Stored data

-- Opening Marker --

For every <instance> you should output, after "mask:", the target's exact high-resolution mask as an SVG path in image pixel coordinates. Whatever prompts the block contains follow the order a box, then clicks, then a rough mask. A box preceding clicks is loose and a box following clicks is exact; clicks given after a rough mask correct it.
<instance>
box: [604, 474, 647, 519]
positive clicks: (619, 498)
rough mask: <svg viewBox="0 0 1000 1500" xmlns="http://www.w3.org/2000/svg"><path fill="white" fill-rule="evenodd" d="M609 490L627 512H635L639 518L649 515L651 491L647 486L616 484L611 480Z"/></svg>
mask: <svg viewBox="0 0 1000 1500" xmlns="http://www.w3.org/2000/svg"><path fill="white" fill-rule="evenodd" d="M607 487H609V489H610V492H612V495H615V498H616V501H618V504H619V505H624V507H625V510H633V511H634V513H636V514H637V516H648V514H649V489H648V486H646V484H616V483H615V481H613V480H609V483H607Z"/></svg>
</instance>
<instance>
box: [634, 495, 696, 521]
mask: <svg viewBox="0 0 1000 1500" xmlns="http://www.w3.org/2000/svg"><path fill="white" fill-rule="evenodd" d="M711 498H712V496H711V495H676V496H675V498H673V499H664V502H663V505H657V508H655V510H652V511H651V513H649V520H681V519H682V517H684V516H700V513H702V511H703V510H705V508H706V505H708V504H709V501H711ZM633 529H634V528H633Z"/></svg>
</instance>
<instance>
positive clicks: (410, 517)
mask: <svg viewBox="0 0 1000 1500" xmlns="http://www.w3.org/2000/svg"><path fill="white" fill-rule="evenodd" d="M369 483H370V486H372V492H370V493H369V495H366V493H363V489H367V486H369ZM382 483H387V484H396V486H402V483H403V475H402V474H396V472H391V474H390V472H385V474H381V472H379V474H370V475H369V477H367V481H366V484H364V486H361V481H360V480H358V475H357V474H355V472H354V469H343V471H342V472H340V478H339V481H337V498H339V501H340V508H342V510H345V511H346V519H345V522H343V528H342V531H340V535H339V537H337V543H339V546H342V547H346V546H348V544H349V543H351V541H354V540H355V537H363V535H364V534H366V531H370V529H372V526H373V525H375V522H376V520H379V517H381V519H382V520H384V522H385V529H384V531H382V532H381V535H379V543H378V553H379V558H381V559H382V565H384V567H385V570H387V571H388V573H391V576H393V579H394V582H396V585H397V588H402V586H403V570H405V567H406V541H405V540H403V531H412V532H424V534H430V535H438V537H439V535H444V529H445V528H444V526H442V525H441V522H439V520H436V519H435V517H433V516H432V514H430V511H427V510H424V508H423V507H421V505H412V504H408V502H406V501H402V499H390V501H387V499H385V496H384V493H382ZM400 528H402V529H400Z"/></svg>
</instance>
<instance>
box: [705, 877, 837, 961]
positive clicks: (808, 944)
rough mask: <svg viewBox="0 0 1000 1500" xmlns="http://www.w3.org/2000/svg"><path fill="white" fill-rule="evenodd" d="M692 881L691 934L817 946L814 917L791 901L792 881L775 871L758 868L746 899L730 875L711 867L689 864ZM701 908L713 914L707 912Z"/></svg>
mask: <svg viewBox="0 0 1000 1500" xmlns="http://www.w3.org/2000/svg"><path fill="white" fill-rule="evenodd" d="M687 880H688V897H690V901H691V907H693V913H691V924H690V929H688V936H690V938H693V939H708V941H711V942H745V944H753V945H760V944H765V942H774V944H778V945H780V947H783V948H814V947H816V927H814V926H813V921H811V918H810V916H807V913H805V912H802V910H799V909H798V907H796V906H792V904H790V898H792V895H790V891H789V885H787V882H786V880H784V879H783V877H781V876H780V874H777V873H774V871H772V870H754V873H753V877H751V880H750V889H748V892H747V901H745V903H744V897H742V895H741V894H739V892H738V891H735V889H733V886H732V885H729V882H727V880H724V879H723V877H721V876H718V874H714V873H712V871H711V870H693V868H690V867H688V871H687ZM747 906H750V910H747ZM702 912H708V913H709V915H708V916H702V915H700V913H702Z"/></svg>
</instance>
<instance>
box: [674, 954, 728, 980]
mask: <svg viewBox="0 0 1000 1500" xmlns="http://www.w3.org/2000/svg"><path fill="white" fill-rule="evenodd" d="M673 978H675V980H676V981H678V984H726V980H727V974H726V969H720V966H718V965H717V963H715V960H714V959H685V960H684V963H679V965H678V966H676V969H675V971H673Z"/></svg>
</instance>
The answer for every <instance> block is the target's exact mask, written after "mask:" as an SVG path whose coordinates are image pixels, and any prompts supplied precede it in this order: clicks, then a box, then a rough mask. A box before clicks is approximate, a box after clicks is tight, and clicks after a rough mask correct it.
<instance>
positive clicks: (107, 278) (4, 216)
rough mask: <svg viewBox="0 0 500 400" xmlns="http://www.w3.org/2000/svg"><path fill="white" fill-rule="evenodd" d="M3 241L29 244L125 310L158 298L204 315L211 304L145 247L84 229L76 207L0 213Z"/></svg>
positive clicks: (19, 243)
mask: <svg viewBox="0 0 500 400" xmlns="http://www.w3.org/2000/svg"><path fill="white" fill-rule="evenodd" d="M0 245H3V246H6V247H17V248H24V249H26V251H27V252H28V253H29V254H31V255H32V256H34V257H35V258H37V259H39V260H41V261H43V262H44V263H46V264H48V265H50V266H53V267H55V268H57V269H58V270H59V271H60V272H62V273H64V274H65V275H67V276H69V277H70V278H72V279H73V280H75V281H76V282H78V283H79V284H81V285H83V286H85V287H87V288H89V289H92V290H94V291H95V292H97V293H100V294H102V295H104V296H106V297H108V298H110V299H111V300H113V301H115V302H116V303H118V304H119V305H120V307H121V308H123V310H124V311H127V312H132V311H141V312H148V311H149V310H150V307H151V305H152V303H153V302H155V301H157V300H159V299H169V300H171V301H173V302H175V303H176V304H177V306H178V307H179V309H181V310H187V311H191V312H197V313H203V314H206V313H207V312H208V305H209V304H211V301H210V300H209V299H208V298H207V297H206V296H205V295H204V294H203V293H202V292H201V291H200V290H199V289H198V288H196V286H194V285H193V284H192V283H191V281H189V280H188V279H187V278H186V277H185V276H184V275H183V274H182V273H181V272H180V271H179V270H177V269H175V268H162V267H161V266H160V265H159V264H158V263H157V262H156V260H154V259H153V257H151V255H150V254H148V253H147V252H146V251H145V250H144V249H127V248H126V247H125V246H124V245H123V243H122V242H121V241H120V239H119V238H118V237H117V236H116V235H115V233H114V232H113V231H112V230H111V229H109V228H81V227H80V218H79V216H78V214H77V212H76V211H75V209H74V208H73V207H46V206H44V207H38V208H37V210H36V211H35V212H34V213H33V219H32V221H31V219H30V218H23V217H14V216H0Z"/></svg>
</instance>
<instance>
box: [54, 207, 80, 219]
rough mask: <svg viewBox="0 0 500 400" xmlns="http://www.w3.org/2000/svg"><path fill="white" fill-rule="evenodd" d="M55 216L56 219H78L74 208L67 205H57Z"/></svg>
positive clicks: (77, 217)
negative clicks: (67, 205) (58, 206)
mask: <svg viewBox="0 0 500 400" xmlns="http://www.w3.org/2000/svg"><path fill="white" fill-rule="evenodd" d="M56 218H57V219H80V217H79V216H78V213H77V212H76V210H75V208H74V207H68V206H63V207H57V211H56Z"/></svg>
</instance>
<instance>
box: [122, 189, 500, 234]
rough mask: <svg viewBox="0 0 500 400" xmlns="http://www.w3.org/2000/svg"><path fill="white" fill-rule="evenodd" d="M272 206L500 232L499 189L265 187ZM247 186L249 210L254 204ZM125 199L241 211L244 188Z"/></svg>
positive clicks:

-- Closing Marker --

Could you output all of the records above exactly as given?

EXERCISE ANSWER:
For every <instance> you should output, after "mask:", the target's exact high-resolution mask as an SVG path in image pixel coordinates. Whatever prompts the block contains follow the order a box, then clicks, then a rough mask. A box preceding clicks is loose and a box following clicks is exact; clicks given after a rough mask correct it.
<instance>
box: [604, 474, 647, 519]
positive clicks: (619, 498)
rough mask: <svg viewBox="0 0 1000 1500" xmlns="http://www.w3.org/2000/svg"><path fill="white" fill-rule="evenodd" d="M609 490L627 512H635L639 518L649 515L651 491L647 486L616 484L611 480Z"/></svg>
mask: <svg viewBox="0 0 1000 1500" xmlns="http://www.w3.org/2000/svg"><path fill="white" fill-rule="evenodd" d="M607 487H609V489H610V492H612V495H615V498H616V501H618V504H619V505H624V507H625V510H633V511H634V513H636V514H637V516H648V514H649V489H648V486H646V484H616V483H615V481H613V480H609V483H607Z"/></svg>
</instance>
<instance>
box: [634, 495, 696, 521]
mask: <svg viewBox="0 0 1000 1500" xmlns="http://www.w3.org/2000/svg"><path fill="white" fill-rule="evenodd" d="M711 498H712V496H711V495H676V496H675V498H673V499H664V502H663V505H657V508H655V510H652V511H651V513H649V520H681V519H682V517H684V516H700V513H702V511H703V510H705V508H706V505H708V504H709V501H711ZM633 529H634V528H633Z"/></svg>
</instance>
<instance>
positive clicks: (410, 517)
mask: <svg viewBox="0 0 1000 1500" xmlns="http://www.w3.org/2000/svg"><path fill="white" fill-rule="evenodd" d="M369 483H370V486H372V492H370V493H369V495H366V493H363V489H367V486H369ZM382 483H387V484H396V486H402V483H403V475H402V474H396V472H391V474H390V472H385V474H381V472H379V474H370V475H369V477H367V481H366V484H364V486H361V481H360V480H358V475H357V474H355V472H354V469H343V471H342V472H340V478H339V481H337V498H339V501H340V508H342V510H345V511H346V519H345V522H343V528H342V531H340V535H339V537H337V543H339V546H342V547H346V546H348V544H349V543H351V541H354V540H355V537H363V535H364V534H366V531H370V529H372V526H373V525H375V522H376V520H379V517H381V519H382V520H384V522H385V529H384V531H382V532H381V535H379V543H378V553H379V558H381V559H382V565H384V567H385V570H387V571H388V573H391V576H393V579H394V582H396V585H397V588H402V586H403V570H405V567H406V541H405V540H403V531H412V532H424V534H430V535H438V537H439V535H444V529H445V528H444V526H442V525H441V522H439V520H436V519H435V517H433V516H432V514H430V511H427V510H424V508H423V507H421V505H412V504H408V502H406V501H402V499H390V501H387V499H385V496H384V493H382ZM400 528H402V529H400Z"/></svg>
</instance>
<instance>
box: [705, 877, 837, 961]
positive clicks: (808, 944)
rough mask: <svg viewBox="0 0 1000 1500" xmlns="http://www.w3.org/2000/svg"><path fill="white" fill-rule="evenodd" d="M692 881L691 934L817 946L814 917L791 901L792 881L775 871L758 868L746 899L730 875L711 867L689 864ZM701 908L713 914L707 912Z"/></svg>
mask: <svg viewBox="0 0 1000 1500" xmlns="http://www.w3.org/2000/svg"><path fill="white" fill-rule="evenodd" d="M687 880H688V897H690V901H691V907H693V913H691V924H690V929H688V936H690V938H693V939H708V941H711V942H745V944H753V945H760V944H765V942H774V944H778V945H780V947H783V948H814V947H816V927H814V926H813V921H811V918H810V916H807V913H805V912H802V910H799V909H798V907H796V906H792V904H790V898H792V895H790V891H789V885H787V882H786V880H784V879H783V877H781V876H780V874H777V873H774V871H772V870H754V873H753V877H751V880H750V889H748V892H747V901H745V903H744V897H742V895H741V894H739V892H738V891H735V889H733V886H732V885H729V882H727V880H724V879H723V877H721V876H718V874H714V873H712V871H711V870H693V868H690V867H688V871H687ZM747 906H750V910H747ZM702 912H708V913H709V915H708V916H702V915H700V913H702Z"/></svg>
</instance>
<instance>
box: [674, 954, 728, 980]
mask: <svg viewBox="0 0 1000 1500" xmlns="http://www.w3.org/2000/svg"><path fill="white" fill-rule="evenodd" d="M673 978H675V980H676V981H678V984H726V980H727V974H726V969H720V966H718V965H717V963H715V960H714V959H685V960H684V963H679V965H678V966H676V969H675V971H673Z"/></svg>
</instance>
The answer for every <instance> block is the target's exact mask, written after "mask:" as an SVG path whose coordinates are image pixels, and any prompts supplied precede it in this order: clicks, then a box, then a rough mask. A box before clicks is approximate, a box after clicks is tight, and clicks after a rough mask correct it.
<instance>
positive clicks: (107, 278) (4, 216)
rough mask: <svg viewBox="0 0 500 400" xmlns="http://www.w3.org/2000/svg"><path fill="white" fill-rule="evenodd" d="M3 241L29 244L125 310L158 298L204 315L211 304L145 247L84 229L76 207L0 213Z"/></svg>
positive clicks: (19, 243)
mask: <svg viewBox="0 0 500 400" xmlns="http://www.w3.org/2000/svg"><path fill="white" fill-rule="evenodd" d="M0 245H3V246H6V247H17V248H24V249H26V251H27V252H28V253H29V254H31V255H32V256H34V257H35V258H37V259H39V260H41V261H43V262H44V263H46V264H48V265H50V266H53V267H55V268H57V269H58V270H59V271H60V272H62V273H64V274H65V275H67V276H69V277H70V278H72V279H73V280H75V281H76V282H78V283H79V284H81V285H83V286H85V287H87V288H89V289H92V290H94V291H95V292H97V293H100V294H102V295H104V296H106V297H108V298H110V299H111V300H113V301H115V302H116V303H118V304H119V305H120V307H121V308H123V310H124V311H127V312H132V311H141V312H148V311H149V310H150V307H151V305H152V303H153V302H155V301H157V300H159V299H169V300H171V301H173V302H175V303H176V304H177V306H178V307H179V309H181V310H187V311H191V312H197V313H203V314H206V313H207V312H208V305H209V304H211V301H210V300H209V299H208V298H207V297H206V296H205V295H204V294H203V293H202V292H201V291H200V290H199V289H198V288H196V286H194V285H193V284H192V283H191V281H189V280H188V279H187V278H186V277H185V276H184V275H183V274H182V273H181V272H180V271H179V270H177V269H175V268H162V267H161V266H160V265H159V264H158V263H157V262H156V260H154V259H153V257H151V255H150V254H148V253H147V252H146V251H145V250H144V249H127V248H126V247H125V246H124V245H123V243H122V242H121V241H120V239H119V238H118V237H117V236H116V235H115V233H114V232H113V231H112V230H111V229H109V228H81V227H80V218H79V216H78V214H77V212H76V211H75V209H74V208H73V207H46V206H44V207H38V208H37V210H36V211H35V212H34V213H33V219H32V221H31V219H30V218H23V217H14V216H0Z"/></svg>
</instance>
<instance>
box: [54, 207, 80, 219]
rough mask: <svg viewBox="0 0 500 400" xmlns="http://www.w3.org/2000/svg"><path fill="white" fill-rule="evenodd" d="M55 216L56 219H78L74 208L67 205H57Z"/></svg>
positive clicks: (77, 217)
negative clicks: (67, 205) (58, 206)
mask: <svg viewBox="0 0 500 400" xmlns="http://www.w3.org/2000/svg"><path fill="white" fill-rule="evenodd" d="M56 218H57V219H80V217H79V216H78V213H77V212H76V210H75V208H74V207H68V206H63V207H57V211H56Z"/></svg>
</instance>
<instance>
box: [122, 189, 500, 234]
rough mask: <svg viewBox="0 0 500 400" xmlns="http://www.w3.org/2000/svg"><path fill="white" fill-rule="evenodd" d="M272 206L500 232L499 189L265 187ZM247 186L249 210L254 204ZM125 199L241 211L244 188Z"/></svg>
positive clicks:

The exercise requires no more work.